Directions for this task:
Please rewrite the data below, changing every "locator" to "annotator" and leaving everything else as it is.

[Recorded data]
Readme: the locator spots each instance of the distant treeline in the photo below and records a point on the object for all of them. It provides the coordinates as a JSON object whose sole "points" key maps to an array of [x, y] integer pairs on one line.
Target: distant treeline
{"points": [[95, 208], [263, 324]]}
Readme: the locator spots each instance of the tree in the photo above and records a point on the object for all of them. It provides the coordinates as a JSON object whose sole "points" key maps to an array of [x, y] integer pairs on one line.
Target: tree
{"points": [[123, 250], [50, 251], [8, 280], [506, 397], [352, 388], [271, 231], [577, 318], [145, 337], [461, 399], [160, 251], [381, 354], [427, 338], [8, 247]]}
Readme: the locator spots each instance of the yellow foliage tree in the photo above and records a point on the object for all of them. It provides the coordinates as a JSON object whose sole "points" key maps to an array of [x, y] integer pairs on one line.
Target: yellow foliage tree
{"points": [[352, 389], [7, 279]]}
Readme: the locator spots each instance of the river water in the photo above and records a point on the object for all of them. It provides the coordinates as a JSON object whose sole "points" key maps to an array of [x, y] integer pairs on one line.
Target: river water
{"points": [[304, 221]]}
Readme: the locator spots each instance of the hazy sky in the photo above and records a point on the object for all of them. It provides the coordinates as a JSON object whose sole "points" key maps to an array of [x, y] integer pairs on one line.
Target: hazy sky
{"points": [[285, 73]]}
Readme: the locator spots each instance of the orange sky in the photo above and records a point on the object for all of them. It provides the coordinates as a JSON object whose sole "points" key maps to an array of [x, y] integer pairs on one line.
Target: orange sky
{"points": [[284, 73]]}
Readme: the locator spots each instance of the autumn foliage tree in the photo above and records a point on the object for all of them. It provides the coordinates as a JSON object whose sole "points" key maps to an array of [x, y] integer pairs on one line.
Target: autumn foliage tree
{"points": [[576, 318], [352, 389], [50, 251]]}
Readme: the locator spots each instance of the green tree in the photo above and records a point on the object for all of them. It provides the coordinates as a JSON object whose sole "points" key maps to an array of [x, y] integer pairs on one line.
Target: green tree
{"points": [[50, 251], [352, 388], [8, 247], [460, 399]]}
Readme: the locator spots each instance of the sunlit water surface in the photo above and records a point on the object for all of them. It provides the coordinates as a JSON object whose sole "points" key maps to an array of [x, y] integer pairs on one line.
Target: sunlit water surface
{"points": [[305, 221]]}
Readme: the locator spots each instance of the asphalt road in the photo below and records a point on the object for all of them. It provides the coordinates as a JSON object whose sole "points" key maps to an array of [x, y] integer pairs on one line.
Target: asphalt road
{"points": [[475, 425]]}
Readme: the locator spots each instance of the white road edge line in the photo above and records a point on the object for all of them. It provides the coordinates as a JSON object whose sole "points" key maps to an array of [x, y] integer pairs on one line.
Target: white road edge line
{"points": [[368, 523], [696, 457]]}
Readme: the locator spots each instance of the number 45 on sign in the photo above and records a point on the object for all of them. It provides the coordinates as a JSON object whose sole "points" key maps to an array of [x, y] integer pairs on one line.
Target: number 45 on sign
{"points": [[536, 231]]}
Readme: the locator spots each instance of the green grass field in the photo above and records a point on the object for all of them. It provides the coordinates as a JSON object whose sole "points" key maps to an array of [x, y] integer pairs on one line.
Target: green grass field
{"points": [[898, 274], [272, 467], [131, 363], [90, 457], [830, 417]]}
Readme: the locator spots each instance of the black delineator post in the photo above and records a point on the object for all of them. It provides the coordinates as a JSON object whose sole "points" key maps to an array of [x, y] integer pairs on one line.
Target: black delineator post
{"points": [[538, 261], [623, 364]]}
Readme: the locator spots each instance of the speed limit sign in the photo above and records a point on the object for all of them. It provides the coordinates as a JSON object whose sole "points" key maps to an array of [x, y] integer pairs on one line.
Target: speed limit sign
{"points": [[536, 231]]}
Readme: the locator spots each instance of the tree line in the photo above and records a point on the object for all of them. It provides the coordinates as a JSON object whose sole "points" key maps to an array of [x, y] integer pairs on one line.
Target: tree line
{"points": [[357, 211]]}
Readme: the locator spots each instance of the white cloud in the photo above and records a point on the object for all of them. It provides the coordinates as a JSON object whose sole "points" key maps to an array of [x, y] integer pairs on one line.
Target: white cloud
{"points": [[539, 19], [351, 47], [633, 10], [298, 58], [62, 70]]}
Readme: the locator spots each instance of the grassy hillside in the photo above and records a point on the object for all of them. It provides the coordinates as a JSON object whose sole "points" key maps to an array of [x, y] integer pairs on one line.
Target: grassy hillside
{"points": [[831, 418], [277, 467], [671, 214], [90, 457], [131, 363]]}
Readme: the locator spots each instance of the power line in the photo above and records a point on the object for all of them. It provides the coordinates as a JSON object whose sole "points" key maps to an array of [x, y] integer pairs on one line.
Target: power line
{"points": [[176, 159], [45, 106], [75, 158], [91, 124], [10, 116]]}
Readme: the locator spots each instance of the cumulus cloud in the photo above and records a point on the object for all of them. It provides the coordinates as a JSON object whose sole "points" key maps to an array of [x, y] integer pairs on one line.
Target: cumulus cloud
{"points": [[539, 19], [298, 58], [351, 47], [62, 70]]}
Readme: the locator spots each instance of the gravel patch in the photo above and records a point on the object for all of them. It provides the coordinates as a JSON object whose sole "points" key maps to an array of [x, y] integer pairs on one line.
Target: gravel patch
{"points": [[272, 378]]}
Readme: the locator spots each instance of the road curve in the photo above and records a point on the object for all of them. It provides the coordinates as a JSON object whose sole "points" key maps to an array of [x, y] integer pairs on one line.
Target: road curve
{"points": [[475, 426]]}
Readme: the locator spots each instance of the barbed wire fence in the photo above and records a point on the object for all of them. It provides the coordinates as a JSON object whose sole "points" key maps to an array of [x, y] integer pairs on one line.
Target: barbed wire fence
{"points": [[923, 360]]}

Exercise result:
Readme: the annotator spots each instance of the distant treeline in the photo below and records a point on the object for all of them. It provides the coordinates as a JSON object whose sole "points" key maps to an array of [x, y] integer pairs on one line.
Target: distant treeline
{"points": [[95, 208], [263, 324]]}
Readme: the annotator spots each instance of the tree in the photo above and records a point on the object for all of them. It provides the coordinates as a JSON object whose sole "points" key maps to an array of [x, y] integer pairs on one line.
Target: tree
{"points": [[123, 250], [50, 251], [8, 280], [506, 397], [352, 388], [271, 231], [577, 318], [145, 337], [461, 399], [160, 251], [381, 354], [427, 338], [8, 247]]}
Readme: the annotator spots each instance of the yellow foliage tree in the photo above and records a point on the object for all of them. It provides the coordinates as a JSON object whose sole "points" key maps to an array of [x, y] integer pairs on one line.
Target: yellow foliage tree
{"points": [[352, 389], [7, 279]]}
Readme: the annotator spots each instance of the river water in the photo above and records a point on the object for all of them. It provides the coordinates as a JSON object whose sole "points" key maps to an array of [x, y] integer pairs on one line.
Target: river water
{"points": [[304, 221]]}
Readme: the annotator spots each instance of the hazy sky in the photo above and records a point on the object for all of them. It provides the coordinates as a JSON object whose sole "points" key maps to an array of [x, y] integer pairs on one line.
Target: hazy sky
{"points": [[285, 73]]}
Readme: the annotator spots each instance of the orange sky in the photo above and records a point on the object for all of them. It provides the coordinates as a JSON object whose sole "points" key maps to an array of [x, y] integer pairs on one line.
Target: orange sky
{"points": [[284, 73]]}
Readme: the annotator spots each instance of the autumn foliage tree in the photo above and records a point on the object for all of them. It provides the coordinates as a JSON object whose sole "points" key maps to an array of [x, y] integer pairs on one line.
Target: autumn foliage tree
{"points": [[576, 318], [352, 389], [50, 251]]}
Readme: the annotator spots each instance of the green tree in the photo above and records a point on the object for all of them. It provides the coordinates as a JSON object whose sole "points" key maps to an array of [x, y] integer pairs on one line.
Target: green tree
{"points": [[50, 251], [352, 388], [8, 247], [460, 399]]}
Readme: the annotator spots each instance of the sunlit water surface in the photo above and records a point on the object for all of them. It provides the coordinates as a JSON object whose sole "points" key maps to an array of [x, y] integer pairs on one line.
Target: sunlit water surface
{"points": [[305, 221]]}
Readme: the annotator spots each instance of the asphalt road in the photo below and records a point on the object for all of them. It provides the coordinates as a JSON object whose sole "points" key maps to an array of [x, y] integer pairs on one line.
Target: asphalt road
{"points": [[475, 425]]}
Readme: the annotator spots each instance of the white road edge line in the photo above and records a point on the object for all of them. It provides the coordinates as a JSON object whose sole "points" key maps to an array of [x, y] integer pairs on one line.
Target: white road edge line
{"points": [[368, 523], [696, 457]]}
Readme: the annotator spots each instance of the number 45 on sign in the photo above and records a point on the object for all of them. It provides the coordinates as a JSON object whose sole "points" key maps to an array of [x, y] integer pairs on one line.
Target: number 45 on sign
{"points": [[536, 231]]}
Readme: the annotator spots each instance of the green grass field in the photo above and records a point on the object for all of them. It provides the coordinates as a JSON object whose sole "points" key maps to an array of [x, y] integer pairs on one line.
Target: green grass field
{"points": [[898, 274], [272, 467], [131, 363], [90, 457], [830, 417]]}
Readme: the annotator spots each instance of the black delineator post in the photo above and records a point on the object for all of them. It provides the coordinates as a JSON object whose sole "points" key maps to an array of [x, y] integer pairs on one line.
Target: black delineator post
{"points": [[538, 261], [623, 364]]}
Readme: the annotator spots each instance of the speed limit sign in the photo above and records a point on the object for all of them. It provides the coordinates as a JSON object whose sole "points" key maps to an array of [x, y] integer pairs on one line.
Target: speed limit sign
{"points": [[536, 231]]}
Readme: the annotator spots each instance of the tree line in the photo above and records a point on the object for all of them. It provides the coordinates as a JSON object whose sole "points" key maps to an array of [x, y] integer pairs on one line.
Target: tree line
{"points": [[357, 211]]}
Readme: the annotator spots each instance of the white cloud in the photo above and records a point on the object for all of them. It provides the coordinates as a JSON object whose sole "points" key maps to an array of [x, y] integer pairs on one line.
Target: white cloud
{"points": [[539, 19], [351, 47], [633, 10], [298, 58], [62, 70]]}
Readme: the annotator spots each instance of the grassy hillside in the photo above and records a point on the object for all of them. It provides the coordinates as a JSON object whose sole "points" key maps to an array of [x, y] integer pairs on one line.
Target: grassy hillside
{"points": [[831, 418], [277, 467], [671, 214], [90, 457], [131, 363]]}
Readme: the annotator spots each instance of the power line in the photo above and records a point on the object for all of them. It provides the coordinates as a JSON object whose sole "points" key maps to an array of [x, y] integer pairs on one line.
Target: power line
{"points": [[176, 159], [45, 106], [75, 158], [91, 124], [10, 116]]}
Readme: the annotator spots each instance of the cumulus cloud in the photo above and records a point on the object for all of them. It provides the coordinates as a JSON object whose sole "points" key maps to an array of [x, y] integer pairs on one line.
Target: cumulus cloud
{"points": [[539, 19], [298, 58], [351, 47], [62, 70]]}
Readme: the annotator spots each instance of the gravel patch in the photo above and records a point on the object for all of them. It provides the coordinates as a JSON object whose sole "points" key maps to an array of [x, y] integer pairs on one line.
Target: gravel patch
{"points": [[272, 378]]}
Readme: the annotator spots each instance of the road curve in the photo above and records a point on the object for all of them. It provides the coordinates as a JSON object whose sole "points" key maps to an array of [x, y] integer pairs on one line.
Target: road curve
{"points": [[475, 426]]}
Readme: the annotator spots each instance of the barbed wire fence in the photo above and records a point on the object for all of them. It provides the coordinates as a JSON object whose sole "points" key maps to an array of [x, y] integer pairs on one line.
Target: barbed wire fence
{"points": [[923, 360]]}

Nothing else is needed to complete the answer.